**EXERCISE PROMPT:** Reproduce the lines below verbatim, from the first record through the last.

**DATASET EXCERPTS:**
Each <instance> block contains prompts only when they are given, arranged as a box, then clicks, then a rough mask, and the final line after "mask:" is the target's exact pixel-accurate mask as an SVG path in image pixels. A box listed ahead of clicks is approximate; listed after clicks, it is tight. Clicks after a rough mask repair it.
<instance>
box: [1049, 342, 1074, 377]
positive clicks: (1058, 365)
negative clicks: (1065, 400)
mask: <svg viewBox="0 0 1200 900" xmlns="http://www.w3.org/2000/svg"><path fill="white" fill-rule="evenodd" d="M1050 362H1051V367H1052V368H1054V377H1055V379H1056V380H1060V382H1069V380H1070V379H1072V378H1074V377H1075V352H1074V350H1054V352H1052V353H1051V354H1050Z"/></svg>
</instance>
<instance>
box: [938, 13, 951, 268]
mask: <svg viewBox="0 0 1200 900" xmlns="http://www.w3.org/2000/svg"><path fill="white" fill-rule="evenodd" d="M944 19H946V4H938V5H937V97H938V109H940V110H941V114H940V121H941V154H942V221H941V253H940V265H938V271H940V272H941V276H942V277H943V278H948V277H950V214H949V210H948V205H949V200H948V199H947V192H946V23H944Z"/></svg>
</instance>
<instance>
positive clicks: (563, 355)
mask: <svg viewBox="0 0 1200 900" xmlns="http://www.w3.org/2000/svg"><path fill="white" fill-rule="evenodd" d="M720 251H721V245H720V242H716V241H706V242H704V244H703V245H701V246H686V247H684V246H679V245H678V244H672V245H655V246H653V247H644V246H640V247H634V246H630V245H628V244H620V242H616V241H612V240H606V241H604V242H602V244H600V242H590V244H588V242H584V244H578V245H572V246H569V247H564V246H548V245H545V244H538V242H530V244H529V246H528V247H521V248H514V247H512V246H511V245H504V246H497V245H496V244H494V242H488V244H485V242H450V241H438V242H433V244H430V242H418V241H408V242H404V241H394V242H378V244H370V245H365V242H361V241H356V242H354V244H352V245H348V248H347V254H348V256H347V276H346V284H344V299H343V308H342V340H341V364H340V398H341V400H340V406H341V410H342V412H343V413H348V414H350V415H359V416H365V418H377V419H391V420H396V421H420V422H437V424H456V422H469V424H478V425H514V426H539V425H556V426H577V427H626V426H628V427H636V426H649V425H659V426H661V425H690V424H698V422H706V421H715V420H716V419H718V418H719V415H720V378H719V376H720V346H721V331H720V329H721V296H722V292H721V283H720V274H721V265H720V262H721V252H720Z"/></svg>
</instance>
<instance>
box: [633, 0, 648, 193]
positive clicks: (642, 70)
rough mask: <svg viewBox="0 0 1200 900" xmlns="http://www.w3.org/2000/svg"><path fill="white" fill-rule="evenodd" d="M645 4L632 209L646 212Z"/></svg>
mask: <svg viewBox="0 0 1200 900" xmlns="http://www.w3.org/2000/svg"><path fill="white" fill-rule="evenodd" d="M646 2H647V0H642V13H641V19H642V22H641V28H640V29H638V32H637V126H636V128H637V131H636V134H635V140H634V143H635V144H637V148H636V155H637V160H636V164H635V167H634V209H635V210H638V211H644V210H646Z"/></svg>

**FINISHED EXERCISE:**
Each <instance> block contains prompts only when they are given, arranged as a box, then clicks, then a rough mask, and the final line after "mask:" is the target's exact pixel-accurate mask as an SVG path in image pixels. A box listed ahead of clicks is approximate; listed after clicks, it is tight. Clicks after a rough mask repair it.
<instance>
box: [1049, 342, 1074, 377]
positive clicks: (1058, 365)
negative clicks: (1065, 400)
mask: <svg viewBox="0 0 1200 900" xmlns="http://www.w3.org/2000/svg"><path fill="white" fill-rule="evenodd" d="M1050 362H1051V367H1052V368H1054V377H1055V379H1056V380H1060V382H1069V380H1070V379H1072V378H1074V377H1075V352H1074V350H1054V352H1052V353H1051V354H1050Z"/></svg>
</instance>
<instance>
box: [938, 13, 951, 268]
mask: <svg viewBox="0 0 1200 900" xmlns="http://www.w3.org/2000/svg"><path fill="white" fill-rule="evenodd" d="M944 19H946V4H938V5H937V97H938V109H940V110H941V114H940V121H941V154H942V221H941V253H940V265H938V271H940V272H941V276H942V277H943V278H948V277H950V214H949V210H948V205H949V200H948V199H947V192H946V23H944Z"/></svg>
</instance>
<instance>
positive clicks: (563, 355)
mask: <svg viewBox="0 0 1200 900" xmlns="http://www.w3.org/2000/svg"><path fill="white" fill-rule="evenodd" d="M720 251H721V245H720V242H716V241H706V242H704V244H703V245H701V246H686V247H684V246H679V245H678V244H672V245H655V246H653V247H644V246H640V247H634V246H630V245H628V244H620V242H616V241H612V240H606V241H604V242H602V244H600V242H590V244H588V242H584V244H578V245H572V246H569V247H564V246H548V245H545V244H538V242H530V244H529V246H528V247H521V248H514V247H512V246H511V245H504V246H497V245H496V244H494V242H488V244H485V242H450V241H438V242H433V244H430V242H418V241H408V242H404V241H394V242H378V244H370V245H365V242H361V241H356V242H354V244H352V245H348V248H347V254H348V256H347V276H346V284H344V299H343V308H342V340H341V364H340V398H341V400H340V406H341V410H342V412H343V413H348V414H350V415H359V416H365V418H377V419H391V420H396V421H420V422H437V424H456V422H469V424H478V425H514V426H539V425H556V426H577V427H626V426H628V427H636V426H649V425H659V426H661V425H690V424H698V422H706V421H715V420H716V419H718V418H719V415H720V378H719V376H720V346H721V331H720V329H721V296H722V292H721V283H720V274H721V265H720V262H721V252H720Z"/></svg>
</instance>
<instance>
box: [633, 0, 648, 193]
positive clicks: (642, 70)
rough mask: <svg viewBox="0 0 1200 900" xmlns="http://www.w3.org/2000/svg"><path fill="white" fill-rule="evenodd" d="M645 4L632 209L646 212Z"/></svg>
mask: <svg viewBox="0 0 1200 900" xmlns="http://www.w3.org/2000/svg"><path fill="white" fill-rule="evenodd" d="M646 2H647V0H642V13H641V19H642V22H641V28H640V29H638V32H637V126H636V128H637V131H636V134H635V140H634V143H635V144H637V148H636V155H637V160H636V164H635V167H634V209H635V210H638V211H644V210H646Z"/></svg>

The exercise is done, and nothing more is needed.